> What the exercise asks
Could you write the entries out again, exactly as they appear?

Collected data:
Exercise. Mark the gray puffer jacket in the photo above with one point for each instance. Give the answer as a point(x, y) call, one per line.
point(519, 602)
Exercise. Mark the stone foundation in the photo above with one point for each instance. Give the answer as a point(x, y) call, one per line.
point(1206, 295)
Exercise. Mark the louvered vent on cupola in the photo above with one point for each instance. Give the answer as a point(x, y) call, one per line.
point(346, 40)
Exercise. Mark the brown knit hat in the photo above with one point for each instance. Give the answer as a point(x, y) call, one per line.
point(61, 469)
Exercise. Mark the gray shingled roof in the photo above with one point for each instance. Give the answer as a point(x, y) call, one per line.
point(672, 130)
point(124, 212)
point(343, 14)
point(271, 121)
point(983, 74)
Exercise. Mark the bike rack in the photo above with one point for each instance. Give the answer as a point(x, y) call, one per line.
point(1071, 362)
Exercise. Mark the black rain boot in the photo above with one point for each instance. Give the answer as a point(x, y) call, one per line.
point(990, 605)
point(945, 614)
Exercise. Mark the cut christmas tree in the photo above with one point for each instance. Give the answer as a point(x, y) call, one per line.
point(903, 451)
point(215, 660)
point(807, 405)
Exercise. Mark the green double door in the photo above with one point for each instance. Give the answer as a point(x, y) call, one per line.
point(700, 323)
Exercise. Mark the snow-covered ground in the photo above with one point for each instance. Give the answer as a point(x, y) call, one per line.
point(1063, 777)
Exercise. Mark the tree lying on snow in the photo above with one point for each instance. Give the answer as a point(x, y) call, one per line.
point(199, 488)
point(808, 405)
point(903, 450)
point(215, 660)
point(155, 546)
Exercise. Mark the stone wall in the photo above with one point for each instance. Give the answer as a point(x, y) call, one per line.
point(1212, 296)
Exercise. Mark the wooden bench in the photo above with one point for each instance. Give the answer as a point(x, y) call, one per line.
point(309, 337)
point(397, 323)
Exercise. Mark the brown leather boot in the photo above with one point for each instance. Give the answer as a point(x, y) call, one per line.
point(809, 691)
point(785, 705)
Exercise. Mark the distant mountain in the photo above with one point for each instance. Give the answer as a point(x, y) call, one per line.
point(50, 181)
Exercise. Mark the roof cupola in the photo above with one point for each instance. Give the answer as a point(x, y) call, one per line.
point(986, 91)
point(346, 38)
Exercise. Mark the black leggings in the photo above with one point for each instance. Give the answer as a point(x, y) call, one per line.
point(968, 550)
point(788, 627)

> Solution to this task
Exercise. Mark the gray puffer jacket in the photo above with one point for each instance. Give the answer as a point(x, y) call, one per line.
point(519, 602)
Exercise. Mark the stone foundation in the photo above with one point for each instance. Give the answer as a point(x, y) call, one per line.
point(1206, 295)
Exercise. Mark the louvered vent on cupola in the photo above with one point for each instance. Give the answer as a point(x, y) call, one per line.
point(346, 40)
Exercise. Mark the brown knit hat in the photo above with one point for each instance. Give the answer as a point(x, y) call, one per line.
point(61, 469)
Exercise. Mark the gray shingled roof in the photo above with one point for each instance. Give the answer as a point(x, y) call, one per line.
point(672, 130)
point(124, 212)
point(343, 14)
point(271, 121)
point(983, 74)
Exercise. Mark the bike rack in the photo above with one point for each instance. Give the answer as a point(x, y) call, one per line.
point(1071, 362)
Exercise. Mark the black rain boot in the photo above with one point for each instance. Give the answer as a point(x, y) call, one per line.
point(990, 605)
point(945, 614)
Exercise. Mark the cut christmas tree in the photo above with one point for each instance. Give the answer as a point(x, y) call, one per line.
point(903, 451)
point(215, 660)
point(807, 405)
Exercise. Mark the green double door in the photo above with one point for each instance. Give the answer as a point(x, y) call, one per line.
point(700, 323)
Exercise. Mark the snow-covered ground in the photo above with one point for each instance. Give the answer as a point(x, y) call, one per line.
point(1063, 777)
Exercise. Mark the tree lying on snow in the photo above with one point for each instance. Give the answer as a point(x, y) call, one per line.
point(199, 488)
point(808, 405)
point(903, 450)
point(215, 660)
point(155, 546)
Exercise. Mark the stone wall in the photo above with one point for each instance. Give the answer as a point(x, y) call, one per line.
point(1212, 296)
Exercise. Mark the wooden bench in the photo above with one point for each instance. Give the answer as a point(x, y) call, one per line.
point(309, 337)
point(397, 323)
Exercise. Mark the brown leather boot in the photo above with one point for each instance. Give the answer as a point(x, y) call, one per line.
point(809, 691)
point(785, 705)
Exercise. Mark the distant mountain in the photo above with one point for each instance. Give the answer as a point(x, y) call, one per line.
point(50, 181)
Exercise. Mark the roof cupola in the photo above with one point for each instance. Give the answer as a point(x, y) call, one per line.
point(986, 91)
point(346, 38)
Exercise. Mark the black leggings in the photo above with one point for each instance. Give the answer as a point(x, y) call, one per line.
point(968, 550)
point(788, 627)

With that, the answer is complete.